▸ Task objective
Swap "steep roof" for "pointed roof" in the part of the rows that opens with the line containing "of the tower" and closes with the line containing "Query: tower with steep roof". Return only those lines, with everything else left unchanged.
— BEGIN —
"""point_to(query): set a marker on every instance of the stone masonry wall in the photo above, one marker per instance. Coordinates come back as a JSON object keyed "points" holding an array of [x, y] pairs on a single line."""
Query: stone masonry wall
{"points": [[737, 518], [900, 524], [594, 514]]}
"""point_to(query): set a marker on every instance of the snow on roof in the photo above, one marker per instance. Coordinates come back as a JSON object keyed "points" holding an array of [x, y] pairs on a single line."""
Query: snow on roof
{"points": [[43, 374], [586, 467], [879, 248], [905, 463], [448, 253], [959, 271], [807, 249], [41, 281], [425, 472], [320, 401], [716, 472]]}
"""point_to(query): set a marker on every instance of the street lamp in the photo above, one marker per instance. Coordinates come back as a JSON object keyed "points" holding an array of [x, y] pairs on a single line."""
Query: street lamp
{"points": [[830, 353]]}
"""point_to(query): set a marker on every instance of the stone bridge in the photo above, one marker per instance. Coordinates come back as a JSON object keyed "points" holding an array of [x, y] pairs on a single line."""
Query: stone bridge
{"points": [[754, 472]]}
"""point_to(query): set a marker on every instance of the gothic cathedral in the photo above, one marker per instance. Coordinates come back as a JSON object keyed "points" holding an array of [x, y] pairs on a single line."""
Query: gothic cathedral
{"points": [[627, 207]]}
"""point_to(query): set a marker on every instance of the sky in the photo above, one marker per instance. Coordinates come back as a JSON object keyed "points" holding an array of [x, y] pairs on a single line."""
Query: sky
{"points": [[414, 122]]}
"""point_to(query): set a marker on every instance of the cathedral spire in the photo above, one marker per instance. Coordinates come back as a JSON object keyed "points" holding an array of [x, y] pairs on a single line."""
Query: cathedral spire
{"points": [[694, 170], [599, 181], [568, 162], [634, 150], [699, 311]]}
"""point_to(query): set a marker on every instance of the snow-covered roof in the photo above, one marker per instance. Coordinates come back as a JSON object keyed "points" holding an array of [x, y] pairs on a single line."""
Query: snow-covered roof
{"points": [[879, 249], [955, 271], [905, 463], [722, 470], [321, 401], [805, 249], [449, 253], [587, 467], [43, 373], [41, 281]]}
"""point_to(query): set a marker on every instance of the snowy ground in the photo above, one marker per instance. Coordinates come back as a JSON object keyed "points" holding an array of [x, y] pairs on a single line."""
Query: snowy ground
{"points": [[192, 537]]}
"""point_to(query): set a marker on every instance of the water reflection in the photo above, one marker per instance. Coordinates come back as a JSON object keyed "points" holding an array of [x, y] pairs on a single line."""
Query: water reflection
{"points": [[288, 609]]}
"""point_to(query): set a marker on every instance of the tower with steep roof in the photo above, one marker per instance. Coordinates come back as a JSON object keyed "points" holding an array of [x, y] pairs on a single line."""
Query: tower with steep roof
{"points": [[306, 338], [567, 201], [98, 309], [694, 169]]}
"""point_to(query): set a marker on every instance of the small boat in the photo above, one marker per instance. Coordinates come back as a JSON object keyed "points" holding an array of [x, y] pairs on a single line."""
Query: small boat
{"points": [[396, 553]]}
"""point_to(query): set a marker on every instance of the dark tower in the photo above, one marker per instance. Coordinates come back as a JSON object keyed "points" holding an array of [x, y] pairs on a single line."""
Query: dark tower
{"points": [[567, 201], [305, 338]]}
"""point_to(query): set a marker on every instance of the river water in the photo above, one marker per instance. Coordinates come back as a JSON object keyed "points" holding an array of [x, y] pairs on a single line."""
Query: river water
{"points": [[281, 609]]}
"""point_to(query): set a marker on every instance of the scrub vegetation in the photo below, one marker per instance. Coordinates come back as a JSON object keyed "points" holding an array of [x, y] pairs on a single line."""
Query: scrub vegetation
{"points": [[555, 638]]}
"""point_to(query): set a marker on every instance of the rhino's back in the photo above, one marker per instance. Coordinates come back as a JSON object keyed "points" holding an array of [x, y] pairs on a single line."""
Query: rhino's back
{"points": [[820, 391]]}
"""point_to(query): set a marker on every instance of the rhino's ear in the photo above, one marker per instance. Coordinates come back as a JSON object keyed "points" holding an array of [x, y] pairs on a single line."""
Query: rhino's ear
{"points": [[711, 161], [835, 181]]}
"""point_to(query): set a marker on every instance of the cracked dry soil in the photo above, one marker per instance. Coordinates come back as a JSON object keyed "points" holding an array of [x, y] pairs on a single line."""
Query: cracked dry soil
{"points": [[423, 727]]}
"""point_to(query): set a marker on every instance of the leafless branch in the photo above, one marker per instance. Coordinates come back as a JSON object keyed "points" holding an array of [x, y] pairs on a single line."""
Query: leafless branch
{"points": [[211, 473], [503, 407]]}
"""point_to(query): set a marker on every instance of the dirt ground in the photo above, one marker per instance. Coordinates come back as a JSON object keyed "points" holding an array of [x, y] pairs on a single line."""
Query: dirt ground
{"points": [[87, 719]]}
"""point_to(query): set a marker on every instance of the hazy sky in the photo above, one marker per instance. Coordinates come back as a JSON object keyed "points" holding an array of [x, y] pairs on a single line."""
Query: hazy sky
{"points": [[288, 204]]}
— END —
▸ Solved problem
"""point_to(query): set a marker on every instance of the tower with pointed roof in the photo above, one marker per instance. Coordinates come back as a JSON object keyed "points" holding an array of [x, y] pairs on a single line."""
Query: tower with pointed roof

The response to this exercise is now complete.